■ Stored dataset items:
____

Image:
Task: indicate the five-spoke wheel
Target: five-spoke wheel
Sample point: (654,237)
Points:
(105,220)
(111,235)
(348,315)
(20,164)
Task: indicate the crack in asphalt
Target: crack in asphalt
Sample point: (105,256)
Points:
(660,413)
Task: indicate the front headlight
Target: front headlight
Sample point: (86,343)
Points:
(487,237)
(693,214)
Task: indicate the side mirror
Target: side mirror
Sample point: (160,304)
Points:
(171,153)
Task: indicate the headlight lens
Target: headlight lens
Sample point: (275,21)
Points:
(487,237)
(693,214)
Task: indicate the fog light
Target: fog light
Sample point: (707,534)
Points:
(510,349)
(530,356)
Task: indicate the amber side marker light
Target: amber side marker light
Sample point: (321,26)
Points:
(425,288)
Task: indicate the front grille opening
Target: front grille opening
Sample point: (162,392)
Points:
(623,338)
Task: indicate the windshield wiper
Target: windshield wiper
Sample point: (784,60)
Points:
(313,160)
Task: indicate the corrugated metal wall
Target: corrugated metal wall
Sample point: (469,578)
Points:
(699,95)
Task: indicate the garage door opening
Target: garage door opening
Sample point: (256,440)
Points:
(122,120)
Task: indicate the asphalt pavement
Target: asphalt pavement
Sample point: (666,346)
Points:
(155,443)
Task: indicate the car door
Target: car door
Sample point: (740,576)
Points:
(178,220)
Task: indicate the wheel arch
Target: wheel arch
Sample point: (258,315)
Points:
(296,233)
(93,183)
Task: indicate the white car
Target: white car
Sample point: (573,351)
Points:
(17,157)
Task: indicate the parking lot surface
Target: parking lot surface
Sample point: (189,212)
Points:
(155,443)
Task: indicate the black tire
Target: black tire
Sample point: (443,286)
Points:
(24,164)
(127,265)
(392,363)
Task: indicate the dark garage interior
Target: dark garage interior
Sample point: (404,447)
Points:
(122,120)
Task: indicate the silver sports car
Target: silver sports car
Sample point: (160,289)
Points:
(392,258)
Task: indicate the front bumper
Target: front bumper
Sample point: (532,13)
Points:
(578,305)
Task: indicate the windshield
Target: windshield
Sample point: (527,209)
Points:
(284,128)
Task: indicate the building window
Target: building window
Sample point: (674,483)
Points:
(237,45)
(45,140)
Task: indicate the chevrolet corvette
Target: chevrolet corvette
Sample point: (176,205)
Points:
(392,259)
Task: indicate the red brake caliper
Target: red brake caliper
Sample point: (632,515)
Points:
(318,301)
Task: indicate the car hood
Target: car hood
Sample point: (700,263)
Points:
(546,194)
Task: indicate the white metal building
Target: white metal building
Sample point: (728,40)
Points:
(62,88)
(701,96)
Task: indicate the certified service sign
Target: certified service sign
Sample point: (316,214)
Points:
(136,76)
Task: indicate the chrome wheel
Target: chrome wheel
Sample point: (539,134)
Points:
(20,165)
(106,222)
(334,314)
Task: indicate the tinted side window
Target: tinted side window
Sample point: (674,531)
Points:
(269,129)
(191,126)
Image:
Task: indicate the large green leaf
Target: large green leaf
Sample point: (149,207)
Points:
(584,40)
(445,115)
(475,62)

____

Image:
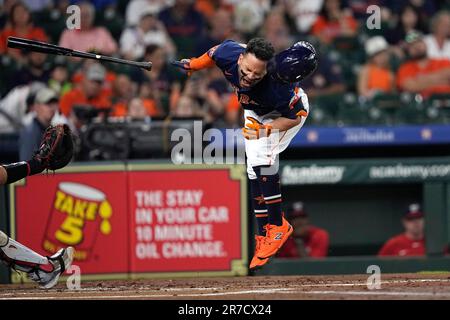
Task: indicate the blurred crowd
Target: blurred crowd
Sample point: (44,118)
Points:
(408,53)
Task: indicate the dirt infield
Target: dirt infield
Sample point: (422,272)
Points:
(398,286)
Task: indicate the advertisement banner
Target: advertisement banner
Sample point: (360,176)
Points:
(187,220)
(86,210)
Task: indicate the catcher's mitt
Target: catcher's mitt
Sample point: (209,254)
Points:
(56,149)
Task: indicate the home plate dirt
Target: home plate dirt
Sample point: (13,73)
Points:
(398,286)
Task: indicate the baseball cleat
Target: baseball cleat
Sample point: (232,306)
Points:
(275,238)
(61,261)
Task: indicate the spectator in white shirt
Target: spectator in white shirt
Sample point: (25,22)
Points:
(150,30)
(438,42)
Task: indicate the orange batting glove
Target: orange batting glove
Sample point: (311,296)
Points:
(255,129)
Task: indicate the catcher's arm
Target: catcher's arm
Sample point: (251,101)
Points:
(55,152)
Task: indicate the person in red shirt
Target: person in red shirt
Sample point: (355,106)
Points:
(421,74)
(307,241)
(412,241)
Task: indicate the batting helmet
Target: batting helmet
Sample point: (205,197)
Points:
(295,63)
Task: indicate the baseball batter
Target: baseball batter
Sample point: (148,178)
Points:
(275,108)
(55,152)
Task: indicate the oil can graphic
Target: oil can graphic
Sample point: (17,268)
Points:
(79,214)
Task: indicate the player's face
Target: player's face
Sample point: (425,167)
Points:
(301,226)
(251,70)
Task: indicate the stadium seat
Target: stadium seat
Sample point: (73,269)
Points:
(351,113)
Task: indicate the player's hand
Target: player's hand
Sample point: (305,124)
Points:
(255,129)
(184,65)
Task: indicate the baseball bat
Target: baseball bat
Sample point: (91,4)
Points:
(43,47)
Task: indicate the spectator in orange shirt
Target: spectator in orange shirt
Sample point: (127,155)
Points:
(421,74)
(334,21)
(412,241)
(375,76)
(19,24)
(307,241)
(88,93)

____

■ Task requirements: Report, in full, each line of the material above that contains the word "tinted". Case must match.

■ Solution for this task:
Task: indicate the tinted side window
Target: tinted side window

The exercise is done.